TEXTE DE LECTURE
-=-=-
L’approche du déficit

De longue date, des analyses psychologiques se sont intéressées aux facteurs qui font le terreau de la pauvreté. Une des idées maitresses qui a longtemps sous-tendu les efforts en la matière a longtemps été que, le plus souvent, les personnes se retrouvent en condition de précarité économique parce qu’elles posent un ensemble de comportements inadaptés voire problématiques. C’est une vision court-termiste et myopique qui serait à l’origine du problème. Ainsi, parce que certains individus ne peuvent anticiper les difficultés de remboursement d’un prêt ou parce qu’ils sont sous l’emprise émotionnelle d’un achat compulsif, l’acquisition d’un bien de consommation finit par grever le budget familial. Cette approche dispositionnelle consacre un caractère chronique et difficilement modifiable des caractéristiques des personnes. Des défaillances profondément ancrées dans le fonctionnement des individus, que ce soit au plan strictement intellectuel ou au niveau de leur capacité à réguler leurs émotions, sont en cause.

Même si des lacunes individuelles peuvent être pour une part responsable de dérapages décisionnels, de très nombreuses recherches incitent à considérer une relation causale allant même dans le sens inverse. Ce seraient les difficultés matérielles, et plus encore les inégalités sur le plan économique, qui exerceraient un impact aussi puissant que pernicieux sur une large gamme de réactions. C’est la précarité mais surtout la distribution inégale des richesses qui joue un rôle majeur sur l’individu ainsi que sur les relations individuelles et sociales (Payne, 2018).

La perception d’inégalité économique

On l’imagine sans peine, qu’un pays soit plus ou moins prospère a des répercussions dans une vaste gamme de domaines. Ainsi, la qualité des soins de santé n’est pas identique dans les pays industrialisés et dans la plupart des pays du continent africain. La mise en place d’un système éducatif performant n’est pas aisée, voire hors de portée, dans les pays dont le PIB est très faible. Mais comme l’ont montré certaines analyses (Wilkinson & Pickett, 2009), si l’on veut bien se focaliser sur les seuls pays avec les revenus par habitant·e les plus élevés, dont font partie la plupart des pays européens comme la Belgique, on peine à mettre au jour une relation forte entre richesse et une série d’indicateurs de « bon fonctionnement social » comme le taux de criminalité, l’éducation, l’égalité entre les femmes et les hommes (Figure 1).
-=-=-
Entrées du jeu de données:
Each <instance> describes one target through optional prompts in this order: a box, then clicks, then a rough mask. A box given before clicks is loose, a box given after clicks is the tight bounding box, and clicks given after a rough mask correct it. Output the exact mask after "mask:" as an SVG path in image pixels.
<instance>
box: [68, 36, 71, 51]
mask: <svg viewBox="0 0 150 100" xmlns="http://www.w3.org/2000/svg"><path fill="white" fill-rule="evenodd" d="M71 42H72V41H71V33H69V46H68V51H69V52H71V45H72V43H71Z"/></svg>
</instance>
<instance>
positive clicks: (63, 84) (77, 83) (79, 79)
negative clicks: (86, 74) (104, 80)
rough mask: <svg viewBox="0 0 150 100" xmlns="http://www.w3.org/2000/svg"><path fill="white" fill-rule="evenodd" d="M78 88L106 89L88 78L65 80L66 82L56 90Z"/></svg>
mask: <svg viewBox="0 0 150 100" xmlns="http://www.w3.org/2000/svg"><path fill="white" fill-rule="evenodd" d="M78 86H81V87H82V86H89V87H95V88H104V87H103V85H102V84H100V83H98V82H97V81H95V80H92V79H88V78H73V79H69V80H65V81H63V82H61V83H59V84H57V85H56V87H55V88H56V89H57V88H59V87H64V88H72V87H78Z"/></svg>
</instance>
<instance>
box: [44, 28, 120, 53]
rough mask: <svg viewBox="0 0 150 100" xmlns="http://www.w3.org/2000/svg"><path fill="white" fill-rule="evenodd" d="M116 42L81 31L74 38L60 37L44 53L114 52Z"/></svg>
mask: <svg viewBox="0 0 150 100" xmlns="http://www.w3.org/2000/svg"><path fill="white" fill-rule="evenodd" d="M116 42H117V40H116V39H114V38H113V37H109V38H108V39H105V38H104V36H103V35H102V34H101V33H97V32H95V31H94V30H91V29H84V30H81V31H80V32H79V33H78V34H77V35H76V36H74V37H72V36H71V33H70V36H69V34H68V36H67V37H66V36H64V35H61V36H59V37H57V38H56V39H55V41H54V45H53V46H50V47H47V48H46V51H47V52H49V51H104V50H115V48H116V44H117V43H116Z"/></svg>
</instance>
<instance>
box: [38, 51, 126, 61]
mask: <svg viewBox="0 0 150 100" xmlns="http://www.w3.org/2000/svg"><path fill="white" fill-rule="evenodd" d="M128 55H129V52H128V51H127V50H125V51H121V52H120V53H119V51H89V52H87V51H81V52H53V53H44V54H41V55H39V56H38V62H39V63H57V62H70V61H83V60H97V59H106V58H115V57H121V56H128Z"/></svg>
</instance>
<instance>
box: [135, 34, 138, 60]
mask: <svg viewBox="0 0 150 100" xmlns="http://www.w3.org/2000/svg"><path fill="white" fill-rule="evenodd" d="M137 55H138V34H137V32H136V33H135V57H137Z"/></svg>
-=-=-
CONSIGNES
- a) Reprenez le passage du texte sur la pauvreté situé entre « La perception d’inégalité » et « hommes (Figure 1). », ces deux extrémités comprises, en changeant « prospère » en « riche ».
- b) Extrayez de la liste, à l'identique, les lignes allant de son début jusqu'à celle qui contient « box: [68, 36, 71, 51] », cette dernière incluse.

CORRIGÉ
- a)
La perception d’inégalité économique

On l’imagine sans peine, qu’un pays soit plus ou moins riche a des répercussions dans une vaste gamme de domaines. Ainsi, la qualité des soins de santé n’est pas identique dans les pays industrialisés et dans la plupart des pays du continent africain. La mise en place d’un système éducatif performant n’est pas aisée, voire hors de portée, dans les pays dont le PIB est très faible. Mais comme l’ont montré certaines analyses (Wilkinson & Pickett, 2009), si l’on veut bien se focaliser sur les seuls pays avec les revenus par habitant·e les plus élevés, dont font partie la plupart des pays européens comme la Belgique, on peine à mettre au jour une relation forte entre richesse et une série d’indicateurs de « bon fonctionnement social » comme le taux de criminalité, l’éducation, l’égalité entre les femmes et les hommes (Figure 1).

- b)
Each <instance> describes one target through optional prompts in this order: a box, then clicks, then a rough mask. A box given before clicks is loose, a box given after clicks is the tight bounding box, and clicks given after a rough mask correct it. Output the exact mask after "mask:" as an SVG path in image pixels.
<instance>
box: [68, 36, 71, 51]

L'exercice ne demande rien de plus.